* 指示
下の項目をすべて一字一句そのまま繰り返してください。画像は出力に含めないでください。

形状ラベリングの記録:
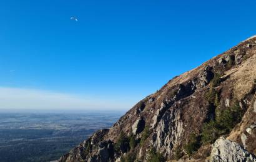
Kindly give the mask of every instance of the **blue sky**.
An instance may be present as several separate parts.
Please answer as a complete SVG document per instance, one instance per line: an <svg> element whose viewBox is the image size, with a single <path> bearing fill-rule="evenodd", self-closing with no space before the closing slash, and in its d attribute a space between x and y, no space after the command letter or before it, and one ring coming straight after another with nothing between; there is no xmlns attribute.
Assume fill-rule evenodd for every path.
<svg viewBox="0 0 256 162"><path fill-rule="evenodd" d="M17 104L0 108L54 93L88 102L66 108L127 110L255 35L255 11L252 0L1 1L0 87L12 92L0 97ZM22 105L21 90L38 98Z"/></svg>

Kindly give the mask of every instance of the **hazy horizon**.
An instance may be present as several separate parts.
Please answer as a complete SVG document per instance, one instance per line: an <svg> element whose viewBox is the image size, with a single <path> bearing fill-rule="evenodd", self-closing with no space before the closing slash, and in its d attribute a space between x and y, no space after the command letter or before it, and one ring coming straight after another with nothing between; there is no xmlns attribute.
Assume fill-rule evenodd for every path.
<svg viewBox="0 0 256 162"><path fill-rule="evenodd" d="M255 35L255 4L1 1L0 109L127 110Z"/></svg>

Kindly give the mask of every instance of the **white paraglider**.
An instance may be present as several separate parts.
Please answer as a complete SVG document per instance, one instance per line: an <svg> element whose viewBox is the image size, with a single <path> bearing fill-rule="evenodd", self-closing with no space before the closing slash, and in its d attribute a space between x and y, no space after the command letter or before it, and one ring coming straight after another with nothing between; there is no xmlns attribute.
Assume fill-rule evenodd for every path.
<svg viewBox="0 0 256 162"><path fill-rule="evenodd" d="M77 19L77 17L74 17L74 16L72 16L71 17L70 17L70 19L71 19L71 20L76 21L76 22L78 21L78 19Z"/></svg>

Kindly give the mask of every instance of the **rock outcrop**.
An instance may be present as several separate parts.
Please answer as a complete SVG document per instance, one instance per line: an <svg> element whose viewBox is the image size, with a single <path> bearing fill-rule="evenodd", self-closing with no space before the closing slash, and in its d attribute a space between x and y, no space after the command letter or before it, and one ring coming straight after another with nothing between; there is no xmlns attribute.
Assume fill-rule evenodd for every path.
<svg viewBox="0 0 256 162"><path fill-rule="evenodd" d="M255 161L255 92L252 37L173 78L59 161L147 161L154 151L166 161Z"/></svg>
<svg viewBox="0 0 256 162"><path fill-rule="evenodd" d="M214 144L210 161L255 162L256 158L235 142L220 138Z"/></svg>

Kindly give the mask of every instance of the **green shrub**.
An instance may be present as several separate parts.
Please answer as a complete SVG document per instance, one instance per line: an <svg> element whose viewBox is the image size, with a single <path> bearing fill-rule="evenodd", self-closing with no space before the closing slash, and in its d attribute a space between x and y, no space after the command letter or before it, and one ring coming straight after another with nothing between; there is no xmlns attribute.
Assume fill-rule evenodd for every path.
<svg viewBox="0 0 256 162"><path fill-rule="evenodd" d="M216 97L216 94L217 92L215 90L214 87L210 86L209 90L205 93L205 99L209 103L214 103Z"/></svg>
<svg viewBox="0 0 256 162"><path fill-rule="evenodd" d="M130 149L134 149L136 146L136 145L137 145L137 141L135 138L135 135L132 134L132 135L129 136L129 145L130 145Z"/></svg>
<svg viewBox="0 0 256 162"><path fill-rule="evenodd" d="M151 148L149 151L147 162L164 162L165 161L162 154L158 153L155 149Z"/></svg>
<svg viewBox="0 0 256 162"><path fill-rule="evenodd" d="M216 87L220 83L220 75L219 73L215 73L214 77L210 81L210 86Z"/></svg>
<svg viewBox="0 0 256 162"><path fill-rule="evenodd" d="M146 125L143 130L142 135L141 135L141 139L140 139L140 145L143 145L144 141L150 135L150 131L149 130L149 126Z"/></svg>
<svg viewBox="0 0 256 162"><path fill-rule="evenodd" d="M195 133L192 133L189 136L189 143L185 145L184 148L187 154L190 156L192 154L197 151L200 146L200 144L199 137Z"/></svg>
<svg viewBox="0 0 256 162"><path fill-rule="evenodd" d="M126 156L122 156L121 158L121 162L134 162L136 158L134 155L132 153L127 153Z"/></svg>
<svg viewBox="0 0 256 162"><path fill-rule="evenodd" d="M220 99L219 98L218 93L215 93L215 98L214 99L214 106L218 107L220 105Z"/></svg>
<svg viewBox="0 0 256 162"><path fill-rule="evenodd" d="M122 145L129 146L129 140L126 135L123 131L120 133L120 136L117 140L117 143L114 145L114 149L119 151ZM128 150L127 150L128 151Z"/></svg>
<svg viewBox="0 0 256 162"><path fill-rule="evenodd" d="M215 118L203 126L202 136L204 143L214 143L220 135L229 133L239 123L244 115L238 102L224 110L215 109Z"/></svg>
<svg viewBox="0 0 256 162"><path fill-rule="evenodd" d="M216 118L217 122L227 131L230 131L243 117L244 112L236 102L231 107L221 111Z"/></svg>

* 出力
Kindly give the mask of every instance of the **blue sky**.
An instance may be present as several separate parts.
Please answer as a complete SVG document per instance, one instance per line: an <svg> element whose viewBox is the image size, with a single <path> bearing fill-rule="evenodd", self-closing with no space before the closing slash, and in its d attribute a space between x and y, no space after the command letter or before it, and one ring coming straight after another with nothing between; there is no xmlns attribute.
Assume fill-rule evenodd for every path.
<svg viewBox="0 0 256 162"><path fill-rule="evenodd" d="M17 104L0 108L54 93L88 102L66 108L127 110L255 35L255 11L252 0L1 1L0 87L12 92L0 97ZM22 105L21 90L38 98Z"/></svg>

Kindly give the mask of every instance of the **hazy horizon**.
An instance may be present as several separate parts.
Please answer as a complete SVG document per instance, one instance per line: an <svg> element whose viewBox is the image size, with a single <path> bearing fill-rule="evenodd", self-closing with no space before the closing slash, and in its d attribute a space between x and y, no space after the command letter or before it, and one ring coming straight after another with nothing between; there is no xmlns attribute.
Assume fill-rule evenodd for every path.
<svg viewBox="0 0 256 162"><path fill-rule="evenodd" d="M255 35L255 4L1 1L0 109L127 110Z"/></svg>

Kindly give the mask of every instance of the **white paraglider**.
An instance may be present as several separate parts.
Please answer as a complete SVG document per instance, one instance per line: an <svg> element whose viewBox is the image size, with a single <path> bearing fill-rule="evenodd", self-closing with no space before the closing slash, and in its d attribute a space between x and y, no space after the command letter or before it, and one ring coming straight after another with nothing between; there is no xmlns attribute.
Assume fill-rule evenodd for every path.
<svg viewBox="0 0 256 162"><path fill-rule="evenodd" d="M77 19L77 17L74 17L74 16L72 16L71 17L70 17L70 19L71 19L71 20L76 21L76 22L78 21L78 19Z"/></svg>

Kindly give the mask of every instance of the **rock outcrop**.
An instance may be present as several separate parts.
Please answer as a complete SVG document per instance, one instance per line: an <svg> element whose viewBox is the image size, with a single <path> bearing fill-rule="evenodd", self-closing with no space before the closing slash, and in its d attribute a space between x and y, no space after the command letter or before it, and one ring coming straight after another with nothing between; there is no xmlns attribute.
Assume fill-rule evenodd for every path.
<svg viewBox="0 0 256 162"><path fill-rule="evenodd" d="M255 161L255 92L252 37L173 78L59 161L147 161L154 151L166 161Z"/></svg>
<svg viewBox="0 0 256 162"><path fill-rule="evenodd" d="M214 144L210 161L255 162L256 158L235 142L220 138Z"/></svg>

Kindly give the mask of every instance of the **green shrub**.
An instance may be present as several separate parts.
Please answer as a complete SVG document per instance, one instance per line: an <svg> element whose viewBox is the image size, with a single <path> bearing fill-rule="evenodd", self-closing with no space before the closing slash, and in its d attribute a space between x and y, no space after the command letter or before it, and one ring coming straight after another with nothing between; there is no xmlns attribute.
Assume fill-rule evenodd for every path.
<svg viewBox="0 0 256 162"><path fill-rule="evenodd" d="M216 97L216 94L217 92L215 90L214 87L210 86L209 90L205 93L205 99L209 103L214 103Z"/></svg>
<svg viewBox="0 0 256 162"><path fill-rule="evenodd" d="M130 149L134 149L136 146L136 145L137 145L137 141L135 138L135 135L132 134L132 135L129 136L129 145L130 145Z"/></svg>
<svg viewBox="0 0 256 162"><path fill-rule="evenodd" d="M151 148L149 151L147 162L164 162L165 161L162 154L158 153L155 149Z"/></svg>
<svg viewBox="0 0 256 162"><path fill-rule="evenodd" d="M216 87L220 83L220 75L219 73L215 73L214 77L210 81L210 86Z"/></svg>
<svg viewBox="0 0 256 162"><path fill-rule="evenodd" d="M146 125L143 130L142 135L141 135L141 139L140 139L140 145L143 145L144 141L150 135L150 131L149 130L149 126Z"/></svg>
<svg viewBox="0 0 256 162"><path fill-rule="evenodd" d="M195 133L192 133L189 136L189 143L185 145L184 148L187 154L190 156L192 154L197 151L200 146L200 144L199 137Z"/></svg>
<svg viewBox="0 0 256 162"><path fill-rule="evenodd" d="M126 156L122 156L121 158L121 162L134 162L136 158L134 155L132 153L127 153Z"/></svg>
<svg viewBox="0 0 256 162"><path fill-rule="evenodd" d="M220 99L219 98L218 93L215 93L215 98L214 99L214 106L218 107L220 105Z"/></svg>
<svg viewBox="0 0 256 162"><path fill-rule="evenodd" d="M122 145L129 146L129 140L126 135L123 131L120 133L120 136L117 140L117 143L114 145L114 149L119 151ZM128 150L127 150L128 151Z"/></svg>
<svg viewBox="0 0 256 162"><path fill-rule="evenodd" d="M215 118L203 126L202 136L204 143L214 143L220 135L229 133L239 123L244 115L238 102L224 110L215 109Z"/></svg>
<svg viewBox="0 0 256 162"><path fill-rule="evenodd" d="M216 118L217 122L227 131L230 131L243 117L244 112L236 102L231 107L221 111Z"/></svg>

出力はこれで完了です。